START SELECTED TEXT
* Research Scholar, Department of Computer Science Engineering, Punjab Technical University, Punjab, India.

** Computer Science and Engineering from Punjabi University, Patiala, India.

Abstract

Source code size is exercised as input to numerous parametric software estimation models. But it is rarely presented at the initial phase of software development. For software project planning, accurately determining the software size estimation at the early stage is a very important parameter. This paper aims to provide a basis for estimating the software size at the early stage of the software development process through a systematic review of previous works. The authors have reviewed the current techniques of size estimation to identify their strengths and weaknesses.

Software size estimation has been a challenging job for software engineering communities. For absolute software project planning, accurate and reliable estimations are required to predict the size of a software project. Many researchers have proposed several metrics suitable for measuring the size and complexity of Object Oriented (OO) system based on the Unified Modeling Language (UML), assessing old or introducing new metrics that contains the concept of OO paradigm. In this paper, the authors survey the precision of source code estimation approaches that uses the information from class diagram to predict the final code size of object oriented system. This paper also presents the eight different modeling techniques in combination with or without an algorithmic transformation to analyze the accuracy of different types of metrics to the prediction model [15]. The different modeling techniques that are considered are linear models, nonlinear models, rule tree based model, and instance based model [12]. Different Inputs given to the considered model are class diagram metric, fast and serious class point, objective class point, predictive object point, object oriented project size metrics, objective class point, and object oriented function point [3][4][5], [11][12][13] .

This section represents different metrics to evaluate the source code size of an object oriented system that can be compiled from its UML class diagram.

Class diagram metric has been commonly employed to predict the source code size of an object oriented system. One of the reasons to use this metric is that it is available at the initial stage of development phase. In order to examine the source code size for an object oriented system at the early stage, it is wise to employ the knowledge from the class diagram [15].

Table 1 summarizes the definitions of the most commonly used CDM available at the analysis phase of an OO software development life cycle.

The POPs (Predictive Object Points) metric is a size metric developed specifically for object-oriented software by Minkiewicz at PRICE Systems [12] . When sizing an OO system, the POPs metric fulfilled almost all the criteria of OO concepts and was based on the counting scheme of Function Point (FP) method as used in the function/ procedure oriented software development environment. POPs are intended as an improvement over FPs by drawing on well-known metrics associated with an object oriented system. POPs are suitable metrics for estimating the size and subsequently effort [11] .

The OOPS (object-oriented project size points) metric is known as a size metric [3] . It is based on a statistical technique. The main objective of this metric is to obtain the objects point value based on the object component [3], [13] ,[15].
END SELECTED TEXT
START EXCERPTED DATA
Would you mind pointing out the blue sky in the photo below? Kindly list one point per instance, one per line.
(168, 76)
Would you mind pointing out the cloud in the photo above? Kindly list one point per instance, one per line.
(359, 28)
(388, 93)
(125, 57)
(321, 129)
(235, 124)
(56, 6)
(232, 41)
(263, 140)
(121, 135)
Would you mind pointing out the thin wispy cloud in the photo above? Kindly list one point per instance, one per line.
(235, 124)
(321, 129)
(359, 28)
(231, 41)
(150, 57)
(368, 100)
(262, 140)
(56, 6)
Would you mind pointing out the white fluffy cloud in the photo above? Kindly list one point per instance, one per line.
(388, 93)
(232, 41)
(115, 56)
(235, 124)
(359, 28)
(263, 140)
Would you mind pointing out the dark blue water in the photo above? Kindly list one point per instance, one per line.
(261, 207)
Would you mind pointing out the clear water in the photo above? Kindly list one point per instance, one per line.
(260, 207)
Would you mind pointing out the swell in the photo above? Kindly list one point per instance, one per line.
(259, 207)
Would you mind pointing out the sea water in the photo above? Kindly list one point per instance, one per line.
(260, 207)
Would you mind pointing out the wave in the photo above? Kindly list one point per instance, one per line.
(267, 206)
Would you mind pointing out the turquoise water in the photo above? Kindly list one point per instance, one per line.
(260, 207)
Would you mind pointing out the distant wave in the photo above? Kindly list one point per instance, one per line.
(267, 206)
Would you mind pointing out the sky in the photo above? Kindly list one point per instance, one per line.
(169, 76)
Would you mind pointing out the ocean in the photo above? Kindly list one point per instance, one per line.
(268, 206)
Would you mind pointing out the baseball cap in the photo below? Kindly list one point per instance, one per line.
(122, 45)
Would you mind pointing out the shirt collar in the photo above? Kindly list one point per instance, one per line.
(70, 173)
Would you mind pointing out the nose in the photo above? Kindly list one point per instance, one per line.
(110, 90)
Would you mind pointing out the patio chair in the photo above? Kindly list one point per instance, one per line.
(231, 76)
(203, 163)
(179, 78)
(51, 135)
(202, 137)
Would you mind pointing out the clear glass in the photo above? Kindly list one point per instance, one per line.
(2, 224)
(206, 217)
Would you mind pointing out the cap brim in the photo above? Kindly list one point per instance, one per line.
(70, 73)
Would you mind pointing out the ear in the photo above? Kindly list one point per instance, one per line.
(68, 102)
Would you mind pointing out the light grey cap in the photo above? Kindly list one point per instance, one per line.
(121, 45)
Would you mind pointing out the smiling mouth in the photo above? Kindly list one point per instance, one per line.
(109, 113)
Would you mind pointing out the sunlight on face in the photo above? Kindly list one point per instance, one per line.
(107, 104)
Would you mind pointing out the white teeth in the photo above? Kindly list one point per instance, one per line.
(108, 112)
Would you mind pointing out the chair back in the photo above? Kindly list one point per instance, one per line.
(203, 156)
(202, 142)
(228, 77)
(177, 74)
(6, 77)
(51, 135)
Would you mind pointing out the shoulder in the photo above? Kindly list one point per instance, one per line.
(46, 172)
END EXCERPTED DATA
• WHAT THIS EXERCISE ASKS:
(a) Translate into Spanish this sentence from the software size estimation passage: "One of the reasons to use this metric is that it is available at the initial stage of development phase."
(b) Answer these questions using the software size estimation passage:
(i) Which four modeling techniques does it list as being considered?
(ii) Who developed the POPs metric, and at which organization?
(iii) What kind of technique is the OOPS metric based on?
(c) Resume the software size estimation passage with new text that follows its final sentence on the OOPS metric.

• THE RESPONSES:
(a) Una de las razones para usar esta métrica es que está disponible en la etapa inicial de la fase de desarrollo.

(b)
(i) Linear models, nonlinear models, the rule tree based model, and the instance based model.
(ii) Minkiewicz, at PRICE Systems.
(iii) A statistical technique.

(c)
1. Define the name of objects, no. of attributes for each object, method and parameters to those methods

3. Count each unique token in the object's name, attributes, methods and parameters to the methods. Add it to the Point value. Repeated tokens are not counted.

4. The OOPS metric for the system is the sum of the OOPS points over all classes in the class diagram [15] .

Fast and Serious automatically selects data about the project under analysis from a case tool by Rational Software: Rational Rose 2000 and the steps involved in the process are given in Table 2. This tool is one of the most frequently used case tools in software development organizations for design specification using UML (Unified Modeling Language). The Fast and Serious measurement process involves six major steps, some of them are optional [4].

The OCP (Objective Class Points) metric sum up the number of class points in a class diagram [4]. NOT like the other class points [1][2], [4][5], [7][8], [12] . The calculation of OC does not involve any arbitrary factors. For a given class diagram, the OCP metric of the corresponding system is defined as [4]:

Since the computation of OCP only uses the information from the class diagram, we may use OCP to build a SLOC prediction model at the early development phase.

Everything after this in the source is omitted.